[TEXTE]
☆ ☆ ☆ ☆
Au desk, journaliste sans écrire

Sans écrire, mais pas sans rire !
[2000-2017] Un reporter, un rédacteur, c’est de toute évidence un journaliste. Certains l’ignorent, mais un photographe est également journaliste ; au même titre qu’un texte, ses images apportent une information au lecteur. Idem pour les journalistes reporters d'images (JRI) qui tournent des vidéos. 

Nettement moins connu, le secrétaire de rédaction (SR) a tout autant droit à sa carte de presse. Lui, au desk, ne produit ni textes ni images, mais des pages. Comme ses collègues, il donne du sens à la matière brute en triant, hiérarchisant, titrant, illustrant, enrichissant et corrigeant la copie de ses collègues de terrain. On lui doit souvent la réécriture de la titraille dictée par des contraintes d’encombrement, le positionnement d’un papier plutôt qu’un autre en tête de page, le choix d’une photo principale parmi toutes celles prises lors d’un reportage. Il doit aussi veiller à réparer les étourderies de ses collègues qui peuvent occasionnellement écorcher le français, le nom d’un interlocuteur ou la logique d’un récit. Il est le dernier rempart aux étourderies avant le lecteur.

Entre collègues d’une même agence, le dialogue est permanent entre le SR, les rédacteurs et les photographes, ce qui permet généralement d’expliquer les modifications apportées à la copie livrée. Vis-à-vis des journalistes absents le jour où l’on prend leur article ou des correspondants, le recours aux coups de fil ne peut pas être systématique, faute de temps, ce qui conduit régulièrement à quelques grincements de dents, voire coups de gueule, le lendemain matin, à la découverte du résultat dans le journal paru.
☆ ☆ ☆ ☆
[DONNÉES FOURNIES]
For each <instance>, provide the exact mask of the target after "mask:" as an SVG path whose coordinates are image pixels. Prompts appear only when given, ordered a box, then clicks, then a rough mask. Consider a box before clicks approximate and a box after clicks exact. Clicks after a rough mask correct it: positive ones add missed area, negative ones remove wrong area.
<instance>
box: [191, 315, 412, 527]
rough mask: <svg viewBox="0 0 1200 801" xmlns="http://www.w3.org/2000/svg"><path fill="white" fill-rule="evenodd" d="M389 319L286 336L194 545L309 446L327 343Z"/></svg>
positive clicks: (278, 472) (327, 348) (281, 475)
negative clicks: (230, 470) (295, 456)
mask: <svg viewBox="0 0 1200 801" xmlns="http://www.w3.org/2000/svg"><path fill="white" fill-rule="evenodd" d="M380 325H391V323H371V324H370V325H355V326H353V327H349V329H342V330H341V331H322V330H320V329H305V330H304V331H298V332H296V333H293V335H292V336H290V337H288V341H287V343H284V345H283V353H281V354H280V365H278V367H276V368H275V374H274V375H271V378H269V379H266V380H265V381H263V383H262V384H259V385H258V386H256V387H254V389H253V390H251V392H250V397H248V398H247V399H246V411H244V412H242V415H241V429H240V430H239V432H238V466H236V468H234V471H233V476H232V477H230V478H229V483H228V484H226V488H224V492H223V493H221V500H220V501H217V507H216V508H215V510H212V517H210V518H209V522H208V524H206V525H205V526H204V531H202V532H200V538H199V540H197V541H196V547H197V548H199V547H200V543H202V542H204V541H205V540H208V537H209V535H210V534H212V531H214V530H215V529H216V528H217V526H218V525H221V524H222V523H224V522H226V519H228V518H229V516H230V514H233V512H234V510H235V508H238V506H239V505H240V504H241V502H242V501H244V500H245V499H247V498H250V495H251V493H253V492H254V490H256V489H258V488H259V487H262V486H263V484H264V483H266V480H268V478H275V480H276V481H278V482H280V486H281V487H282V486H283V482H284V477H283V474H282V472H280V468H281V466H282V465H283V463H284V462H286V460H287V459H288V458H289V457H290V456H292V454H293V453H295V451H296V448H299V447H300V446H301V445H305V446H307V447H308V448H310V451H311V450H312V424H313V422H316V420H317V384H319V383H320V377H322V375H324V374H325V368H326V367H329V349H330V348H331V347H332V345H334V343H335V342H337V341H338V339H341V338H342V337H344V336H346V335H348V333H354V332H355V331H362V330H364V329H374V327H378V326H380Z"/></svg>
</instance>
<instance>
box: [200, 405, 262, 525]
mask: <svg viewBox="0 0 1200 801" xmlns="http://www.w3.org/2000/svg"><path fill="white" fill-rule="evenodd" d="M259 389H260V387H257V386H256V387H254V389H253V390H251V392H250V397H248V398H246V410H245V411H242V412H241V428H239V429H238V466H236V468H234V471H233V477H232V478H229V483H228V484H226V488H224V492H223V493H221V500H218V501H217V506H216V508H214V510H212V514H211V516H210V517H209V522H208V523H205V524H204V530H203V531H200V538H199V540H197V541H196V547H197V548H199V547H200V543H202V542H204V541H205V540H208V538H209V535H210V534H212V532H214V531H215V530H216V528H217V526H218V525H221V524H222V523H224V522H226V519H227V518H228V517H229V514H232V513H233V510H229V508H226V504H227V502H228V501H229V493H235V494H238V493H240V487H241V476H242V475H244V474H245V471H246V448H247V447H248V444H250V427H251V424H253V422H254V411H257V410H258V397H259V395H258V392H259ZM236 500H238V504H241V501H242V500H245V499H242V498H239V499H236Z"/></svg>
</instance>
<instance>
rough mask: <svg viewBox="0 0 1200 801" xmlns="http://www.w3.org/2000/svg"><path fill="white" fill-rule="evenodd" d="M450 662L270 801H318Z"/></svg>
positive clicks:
☆ ☆ ☆ ☆
[CONSIGNES]
1. Résumez en deux phrases le texte sur le secrétaire de rédaction.
2. D'après le texte sur le secrétaire de rédaction, que produit celui-ci au desk ?
3. Prolongez le texte sur le secrétaire de rédaction en reprenant juste après sa dernière phrase.
La liste forme un ensemble distinct du texte.

[RÉPONSES NUMÉROTÉES]
1. Le secrétaire de rédaction est un journaliste qui, au desk, ne produit ni textes ni images mais des pages, en triant, hiérarchisant, titrant, illustrant, enrichissant et corrigeant la copie de ses collègues de terrain. Le dialogue est permanent avec les rédacteurs et les photographes de son agence, mais il ne peut pas toujours appeler les journalistes absents ou les correspondants, ce qui entraîne parfois des grincements de dents, voire des coups de gueule, le lendemain matin.

2. Des pages.

3.
Échaudé par le terrain royannais subi durant deux ans et demi, je suis candidat au desk rochelais que j’intègre en janvier 2000. Six ans plus tard, à la faveur d’une réorganisation de la rédaction autour d’un nouveau système informatique, je suis retenu pour diriger le desk départemental. La charge de travail est lourde, les responsabilités aussi, mais toutes les nouvelles organisations sont à inventer et j’adore ça. L’outil informatique que je passe mon temps à explorer - lors de mon passage à Jonzac, j’avais créé le club informatique qui fonctionne encore aujourd’hui - est mon meilleur allié pour simplifier les tâches et mieux échanger entre collègues. Il n’y a guère que le volet management, pour lequel je ne suis décidément pas doué, qui me laisse un goût d’inachevé.

Dix-sept années plus tard, j’ai largement fait le tour du desk et l’envie me reprend de retourner sur le terrain. Ce sera à l’agence de Saintes, dont je conserve un excellent souvenir, pour boucler la boucle à l’approche de la retraite.